**Exercise prompt**: What lines of the data include the string "brick"? Copy them all.

......

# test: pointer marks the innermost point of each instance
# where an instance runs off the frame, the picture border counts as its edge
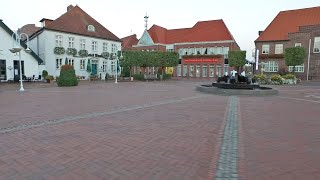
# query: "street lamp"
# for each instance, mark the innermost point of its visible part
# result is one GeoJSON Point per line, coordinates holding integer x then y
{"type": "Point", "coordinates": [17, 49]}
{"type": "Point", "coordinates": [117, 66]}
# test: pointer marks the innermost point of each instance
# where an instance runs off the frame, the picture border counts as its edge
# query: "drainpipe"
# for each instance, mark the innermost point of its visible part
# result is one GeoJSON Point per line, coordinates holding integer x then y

......

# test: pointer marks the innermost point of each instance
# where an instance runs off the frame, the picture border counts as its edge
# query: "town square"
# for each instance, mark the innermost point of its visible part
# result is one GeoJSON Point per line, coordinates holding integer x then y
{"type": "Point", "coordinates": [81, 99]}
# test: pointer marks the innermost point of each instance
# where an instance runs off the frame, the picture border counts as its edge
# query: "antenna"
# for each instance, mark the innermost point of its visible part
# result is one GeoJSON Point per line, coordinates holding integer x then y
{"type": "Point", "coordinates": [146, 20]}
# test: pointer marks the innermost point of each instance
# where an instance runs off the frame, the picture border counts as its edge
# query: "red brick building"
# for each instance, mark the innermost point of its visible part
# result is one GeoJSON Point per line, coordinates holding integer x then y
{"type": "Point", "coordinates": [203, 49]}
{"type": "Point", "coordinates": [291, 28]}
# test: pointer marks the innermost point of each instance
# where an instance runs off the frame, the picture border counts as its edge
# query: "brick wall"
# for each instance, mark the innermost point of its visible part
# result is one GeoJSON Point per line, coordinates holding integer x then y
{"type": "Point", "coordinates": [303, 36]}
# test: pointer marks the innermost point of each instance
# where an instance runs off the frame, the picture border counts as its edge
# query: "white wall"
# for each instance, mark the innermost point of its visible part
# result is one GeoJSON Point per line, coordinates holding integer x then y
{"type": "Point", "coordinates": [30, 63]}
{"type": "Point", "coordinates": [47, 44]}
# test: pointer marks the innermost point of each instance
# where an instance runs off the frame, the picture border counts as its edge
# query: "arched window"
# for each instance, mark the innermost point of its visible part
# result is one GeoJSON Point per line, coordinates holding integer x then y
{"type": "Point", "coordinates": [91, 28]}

......

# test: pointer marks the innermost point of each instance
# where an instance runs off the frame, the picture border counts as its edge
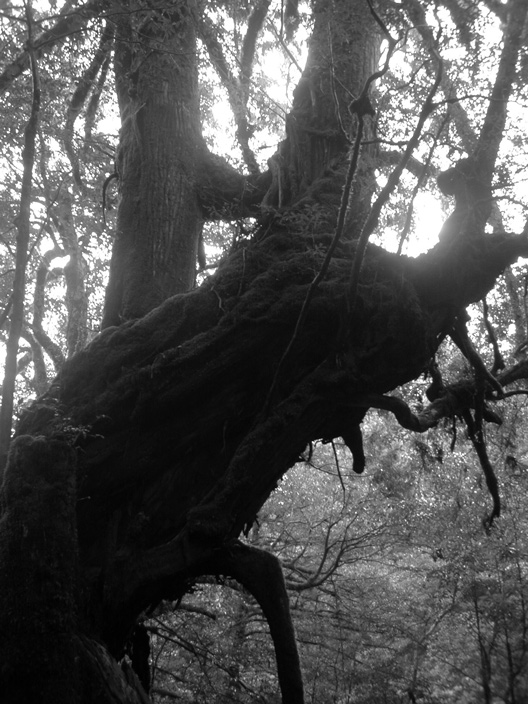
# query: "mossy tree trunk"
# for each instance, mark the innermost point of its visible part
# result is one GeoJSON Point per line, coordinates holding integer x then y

......

**Solved problem**:
# query: "red brick building"
# query: "brick wall"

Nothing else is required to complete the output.